→ **Stated exercise**
Can you rewrite the lines below as a JSON list of strings, one string per line, with blank lines skipped and the pictures left out?

==== Dataset rows ====

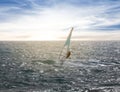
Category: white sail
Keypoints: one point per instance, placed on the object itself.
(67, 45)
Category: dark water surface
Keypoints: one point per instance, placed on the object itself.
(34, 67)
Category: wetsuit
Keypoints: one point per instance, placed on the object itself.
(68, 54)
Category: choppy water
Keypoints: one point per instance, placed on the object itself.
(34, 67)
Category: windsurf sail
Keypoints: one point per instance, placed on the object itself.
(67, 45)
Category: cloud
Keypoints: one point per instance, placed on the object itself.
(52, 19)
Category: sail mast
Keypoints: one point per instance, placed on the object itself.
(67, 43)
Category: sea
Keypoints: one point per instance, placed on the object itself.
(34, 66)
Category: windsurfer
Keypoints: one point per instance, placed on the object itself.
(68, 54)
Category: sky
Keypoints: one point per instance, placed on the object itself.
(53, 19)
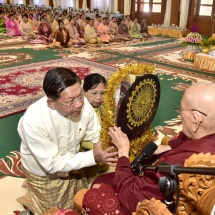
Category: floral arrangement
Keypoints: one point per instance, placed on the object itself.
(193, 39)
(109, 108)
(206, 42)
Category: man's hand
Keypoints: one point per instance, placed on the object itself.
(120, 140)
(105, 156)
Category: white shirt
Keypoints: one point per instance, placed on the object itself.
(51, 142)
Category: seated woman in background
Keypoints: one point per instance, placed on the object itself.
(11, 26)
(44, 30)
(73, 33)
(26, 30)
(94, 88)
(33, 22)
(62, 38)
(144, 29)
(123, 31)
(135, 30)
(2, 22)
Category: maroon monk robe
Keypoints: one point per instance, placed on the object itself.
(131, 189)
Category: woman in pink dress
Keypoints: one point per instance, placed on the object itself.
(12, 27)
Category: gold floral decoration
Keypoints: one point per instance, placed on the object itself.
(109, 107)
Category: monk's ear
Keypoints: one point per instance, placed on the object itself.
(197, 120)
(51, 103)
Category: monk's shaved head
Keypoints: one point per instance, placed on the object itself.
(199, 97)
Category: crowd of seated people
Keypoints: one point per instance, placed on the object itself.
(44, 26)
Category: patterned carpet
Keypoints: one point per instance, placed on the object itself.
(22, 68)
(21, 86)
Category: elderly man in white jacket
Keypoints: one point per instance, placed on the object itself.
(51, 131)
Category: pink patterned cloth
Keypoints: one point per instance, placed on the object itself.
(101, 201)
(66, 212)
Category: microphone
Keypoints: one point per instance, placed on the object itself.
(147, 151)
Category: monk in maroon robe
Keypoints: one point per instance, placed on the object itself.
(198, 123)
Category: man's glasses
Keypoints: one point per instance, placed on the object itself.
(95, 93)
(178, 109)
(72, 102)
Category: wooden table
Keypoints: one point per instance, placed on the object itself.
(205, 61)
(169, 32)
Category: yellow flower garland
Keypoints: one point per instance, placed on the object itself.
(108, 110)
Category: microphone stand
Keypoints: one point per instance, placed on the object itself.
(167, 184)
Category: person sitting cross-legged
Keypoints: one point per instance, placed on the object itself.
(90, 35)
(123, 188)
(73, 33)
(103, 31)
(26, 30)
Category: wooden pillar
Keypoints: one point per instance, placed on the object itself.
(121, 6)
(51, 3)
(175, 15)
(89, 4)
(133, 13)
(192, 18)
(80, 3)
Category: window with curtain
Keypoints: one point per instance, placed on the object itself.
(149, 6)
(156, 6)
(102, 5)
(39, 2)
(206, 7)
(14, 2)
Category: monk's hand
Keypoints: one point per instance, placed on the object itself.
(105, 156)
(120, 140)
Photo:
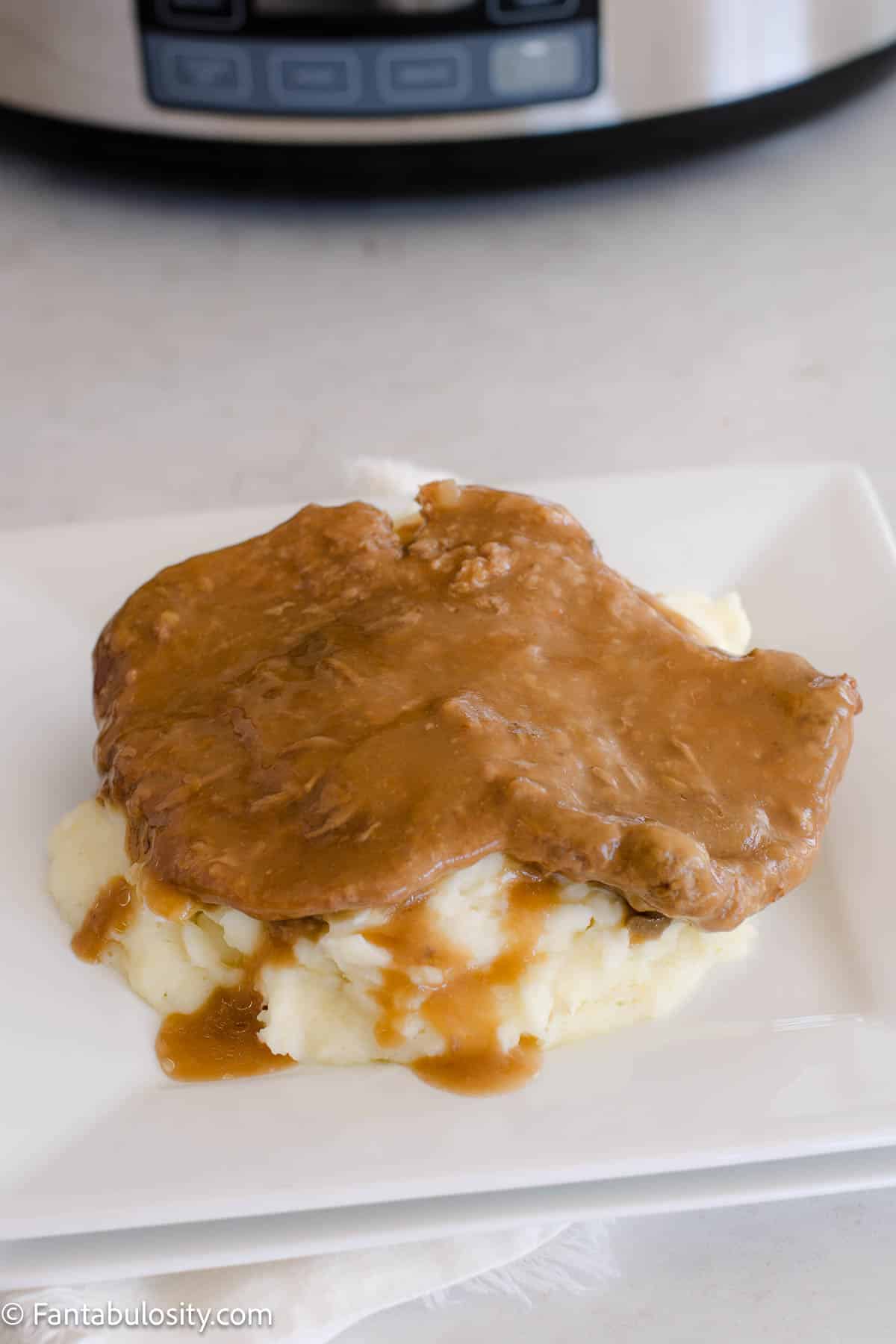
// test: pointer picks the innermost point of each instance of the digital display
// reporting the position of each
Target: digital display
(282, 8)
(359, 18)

====

→ **Task result**
[
  "Category: white sail",
  "Keypoints: one point per instance, placed on the object itself.",
  "(67, 45)",
  "Category: dark water surface",
  "Keypoints: one point per instance, placed on the object itself.",
  "(34, 67)",
  "Category: wetsuit",
  "Keypoints: one point per instance, placed on the object itself.",
  "(68, 54)",
  "Category: choppy water",
  "Keypoints: one point per instance, placed on the object itself.",
  "(34, 67)",
  "Category: windsurf sail",
  "Keypoints: one point per instance, placed on the object itself.",
  "(67, 45)",
  "Category: cloud",
  "Keypoints: one point per instance, placed on the object itself.",
  "(52, 19)",
  "Category: sail mast",
  "Keypoints: one point per instance, placed on the object itself.",
  "(67, 43)",
  "Category: sea",
  "Keypoints: one point per instance, placed on the object itself.",
  "(34, 66)",
  "Category: windsurfer",
  "Keypoints: one point per instance, placed on the object itself.",
  "(68, 54)",
  "Category: sky",
  "Keypoints: one point per instance, placed on the object itself.",
  "(53, 19)",
  "Category: floral arrangement",
  "Keypoints: one point per instance, placed on the object itself.",
  "(193, 39)",
  "(109, 108)",
  "(206, 42)",
  "Category: man's hand",
  "Keypoints: one point per instance, placed on the object itself.",
  "(120, 140)",
  "(105, 156)",
  "Category: white shirt",
  "Keypoints: one point per instance, placed on the object itself.",
  "(51, 142)",
  "Category: seated woman in background",
  "Keypoints: one point per instance, placed on the object itself.",
  "(11, 26)",
  "(44, 30)",
  "(73, 33)",
  "(26, 30)",
  "(94, 88)",
  "(33, 22)",
  "(62, 38)",
  "(144, 29)",
  "(123, 31)",
  "(135, 30)",
  "(2, 22)",
  "Category: maroon monk robe",
  "Keypoints: one point per instance, placed on the object itself.",
  "(131, 189)",
  "Category: woman in pink dress",
  "Keypoints: one point per instance, placed on the object itself.",
  "(12, 27)",
  "Category: gold floral decoration",
  "Keypoints: one point per instance, placed on the object itself.",
  "(109, 107)",
  "Category: monk's ear",
  "Keypoints: one point per instance, placed on the object itself.",
  "(197, 120)",
  "(51, 103)",
  "Category: monk's shaved head",
  "Keypoints: one point per instance, placed on the object itself.",
  "(199, 97)",
  "Category: crowd of seated people",
  "Keypoints: one point per instance, placed on the object itself.",
  "(44, 26)",
  "Category: patterned carpet",
  "Keypoints: one point per instance, placed on the object itself.",
  "(22, 68)",
  "(21, 86)",
  "Category: elderly man in white jacket",
  "Keypoints: one point per instance, placed on the object itself.",
  "(51, 131)",
  "Category: pink patterned cloth",
  "Keypoints: one point per instance, placed on the object itself.",
  "(101, 201)",
  "(66, 212)",
  "Category: microphone",
  "Keypoints: one point per instance, placed on the object itself.",
  "(147, 151)",
  "Category: monk in maroon robe",
  "Keypoints: one point per instance, placed on the object itself.",
  "(198, 123)",
  "Category: man's glasses",
  "Keypoints: one point per instance, placed on the object itself.",
  "(95, 93)",
  "(178, 109)",
  "(72, 102)",
  "Category: wooden table",
  "Keypoints: one point per instance, placed on the object itself.",
  "(205, 61)",
  "(169, 32)",
  "Category: yellow flower garland",
  "Keypoints: one point per instance, placed on the object itself.",
  "(108, 110)",
  "Category: microphone stand",
  "Keypoints: one point per instance, placed on the object itself.",
  "(167, 184)",
  "Category: person sitting cross-legged",
  "Keypoints: one point per instance, placed on the object itself.",
  "(90, 35)",
  "(123, 188)",
  "(73, 33)",
  "(103, 31)",
  "(26, 30)",
  "Category: wooden pillar",
  "Keypoints: one point per instance, placed on the object itself.",
  "(121, 6)",
  "(51, 3)",
  "(175, 15)",
  "(89, 4)",
  "(133, 13)",
  "(192, 18)",
  "(80, 3)",
  "Category: window with curtain",
  "Keypoints: one point per instance, placed on the object itself.",
  "(149, 6)",
  "(156, 6)",
  "(102, 5)",
  "(39, 2)",
  "(206, 7)",
  "(14, 2)",
  "Category: monk's hand",
  "Keypoints: one point per instance, placed on the object itself.",
  "(105, 156)",
  "(120, 140)",
  "Photo:",
  "// test: pointer picks the innermost point of each instance of the digital display",
  "// reporting the position of each",
  "Target: digital display",
  "(282, 8)",
  "(359, 18)"
]